▸ **Problem to work on**: Write out every one of the entries below word for word, skipping the pictures.

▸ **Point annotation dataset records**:
[Begin]
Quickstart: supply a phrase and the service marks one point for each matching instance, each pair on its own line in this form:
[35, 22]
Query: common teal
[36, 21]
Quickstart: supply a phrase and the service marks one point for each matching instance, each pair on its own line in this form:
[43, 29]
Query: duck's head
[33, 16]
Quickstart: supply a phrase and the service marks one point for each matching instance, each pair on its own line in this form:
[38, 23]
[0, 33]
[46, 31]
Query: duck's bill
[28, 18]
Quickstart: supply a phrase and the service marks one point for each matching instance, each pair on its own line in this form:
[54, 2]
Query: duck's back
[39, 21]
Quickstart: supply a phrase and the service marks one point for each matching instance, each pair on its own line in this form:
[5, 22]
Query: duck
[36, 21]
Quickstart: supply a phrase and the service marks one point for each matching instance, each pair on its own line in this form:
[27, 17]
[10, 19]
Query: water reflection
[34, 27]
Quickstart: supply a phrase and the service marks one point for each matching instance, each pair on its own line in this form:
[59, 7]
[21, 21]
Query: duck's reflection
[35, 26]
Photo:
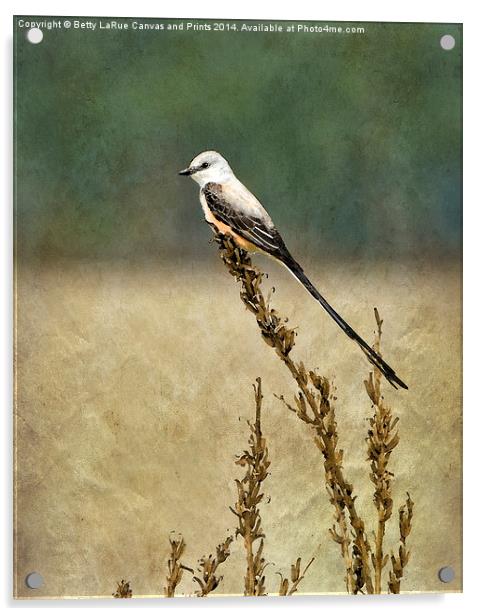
[End]
▸ **Right answer**:
Quickstart: supply a phrase and the service marks one point for each matching instance, each pair on its own line in this form:
[35, 22]
Query: common teal
[36, 21]
Quickstart: supply a phrase and the service marks one point for each matching instance, each pair on its own line in this form:
[43, 29]
Query: duck's head
[33, 16]
Quickstart: supply a phrase and the service marks one point for each matching instance, each pair on its own line in this form:
[38, 23]
[0, 33]
[46, 31]
Query: duck's bill
[28, 18]
Quickstart: supply a phrase and the service marks one point for each matching instance, each pair on its own line in this form:
[54, 2]
Query: duck's back
[39, 21]
Quickstart: supply a phrase and the service marks one point for each matching instance, each pair on its own line in this form:
[5, 22]
Query: duck
[36, 21]
Quickstart: supply a phrase and the service marks one point for each matching instance, each pair on its own line in this form:
[27, 17]
[10, 19]
Query: water reflection
[34, 27]
Quickstart: supply a phrase and the service marks one point for each matching instance, each pair on its own line in this form:
[59, 7]
[21, 21]
Query: duck's reflection
[35, 26]
Photo:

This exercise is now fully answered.